EXERCISE REQUIREMENTS:
Your answer must be the full set of entries, repeated exactly.

Saved entries:
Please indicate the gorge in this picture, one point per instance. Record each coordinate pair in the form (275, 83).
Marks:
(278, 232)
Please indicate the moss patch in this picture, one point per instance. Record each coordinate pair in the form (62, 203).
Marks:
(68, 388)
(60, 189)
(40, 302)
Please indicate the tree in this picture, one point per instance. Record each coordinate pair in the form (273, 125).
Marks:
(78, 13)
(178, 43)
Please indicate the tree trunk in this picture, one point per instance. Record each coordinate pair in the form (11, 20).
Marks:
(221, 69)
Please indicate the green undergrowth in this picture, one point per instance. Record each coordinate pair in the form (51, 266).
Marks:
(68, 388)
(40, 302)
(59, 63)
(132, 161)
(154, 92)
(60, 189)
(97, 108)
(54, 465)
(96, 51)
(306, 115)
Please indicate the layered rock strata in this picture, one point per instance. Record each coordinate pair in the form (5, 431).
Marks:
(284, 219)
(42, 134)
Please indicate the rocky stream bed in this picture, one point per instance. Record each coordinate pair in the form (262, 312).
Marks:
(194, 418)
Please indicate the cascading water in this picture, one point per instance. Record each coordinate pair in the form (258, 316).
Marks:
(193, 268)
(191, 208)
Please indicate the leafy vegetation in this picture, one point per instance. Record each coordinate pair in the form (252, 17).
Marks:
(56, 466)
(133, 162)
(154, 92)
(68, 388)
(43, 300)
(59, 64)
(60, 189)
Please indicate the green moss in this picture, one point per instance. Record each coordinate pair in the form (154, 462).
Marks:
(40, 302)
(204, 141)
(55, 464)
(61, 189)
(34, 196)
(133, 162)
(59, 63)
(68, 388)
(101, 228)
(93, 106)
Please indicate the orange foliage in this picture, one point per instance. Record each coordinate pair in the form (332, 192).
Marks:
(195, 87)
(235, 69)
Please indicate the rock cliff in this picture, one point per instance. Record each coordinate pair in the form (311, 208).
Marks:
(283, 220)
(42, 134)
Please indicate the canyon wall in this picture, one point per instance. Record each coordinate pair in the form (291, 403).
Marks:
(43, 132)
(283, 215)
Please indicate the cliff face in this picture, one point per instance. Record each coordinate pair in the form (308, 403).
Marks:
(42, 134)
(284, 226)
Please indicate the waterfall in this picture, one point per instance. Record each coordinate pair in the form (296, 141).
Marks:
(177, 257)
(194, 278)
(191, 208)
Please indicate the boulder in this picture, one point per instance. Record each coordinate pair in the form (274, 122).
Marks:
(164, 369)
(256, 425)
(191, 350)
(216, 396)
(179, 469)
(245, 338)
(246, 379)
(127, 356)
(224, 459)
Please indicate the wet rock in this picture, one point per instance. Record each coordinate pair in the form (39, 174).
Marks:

RESULT:
Please indicate the gorge in this picture, one point per instance. Record each coordinate pair in the form (275, 83).
Marks:
(278, 232)
Please indicate the moss patch in this picture, one point per instance. Record each coordinate pair in the form (62, 203).
Marks:
(68, 388)
(60, 189)
(40, 302)
Please indicate the tree in this picture, one point per instance. Record each coordinate pair in the form (273, 125).
Marks:
(78, 13)
(178, 43)
Please indicate the tree trunk in this picture, one point per instance. Record each coordinate pair in the form (11, 20).
Marks:
(221, 69)
Please indicate the green undergrowth in this picture, one point per instance. Record each coordinate pair in the form (51, 266).
Marks:
(68, 388)
(40, 302)
(59, 63)
(132, 161)
(154, 92)
(60, 189)
(97, 108)
(54, 465)
(96, 51)
(306, 115)
Please indicate the layered rock strata in this picture, one point per instance. Record each coordinate pair in the form (5, 431).
Marks:
(284, 219)
(42, 134)
Please indicate the rocky stream bed in this picture, one point per instance. Record each coordinate pair in the form (262, 312).
Marks:
(194, 418)
Please indicate the cascading water in this picture, one point per instance. Record each coordinate pair in the form (258, 316).
Marks:
(193, 268)
(191, 208)
Please indicate the leafy vegetation in this picture, one point per instance. Record each coordinate pair in the form (252, 17).
Marks:
(56, 466)
(133, 162)
(154, 92)
(68, 388)
(43, 300)
(59, 64)
(60, 189)
Please indicate the green moss in this picture, one point per instance. Record each coordinate pair in the form (154, 462).
Marks:
(40, 302)
(204, 141)
(55, 464)
(61, 189)
(34, 196)
(133, 162)
(59, 63)
(68, 388)
(101, 228)
(93, 106)
Please indicate the orange foliage in this picture, one point per instance. Record each coordinate pair in the form (332, 192).
Marks:
(195, 87)
(235, 69)
Please indicate the rock cliff in this picture, one point per instance. Record each coordinate pair in the form (311, 208).
Marks:
(283, 220)
(42, 134)
Please indicate the canyon wall in this picture, one point per instance. Record each coordinate pair in the form (291, 403).
Marks:
(43, 132)
(283, 215)
Please indicate the cliff face in this picture, one point per instance. Record each coordinate pair in the form (308, 403).
Marks:
(42, 134)
(284, 226)
Please indicate the waterfall in this picture, one point per instance. Record each coordinate pair in the form (296, 141).
Marks:
(177, 257)
(194, 278)
(191, 208)
Please indicate the boulder in this picture, one point per instance. Record each coordinate pair in the form (274, 122).
Marks:
(164, 369)
(256, 425)
(191, 350)
(216, 396)
(179, 469)
(245, 338)
(246, 379)
(127, 356)
(224, 459)
Please indicate the wet rock in this picture, one point per instance. Record each coordinate pair in the form (39, 174).
Marks:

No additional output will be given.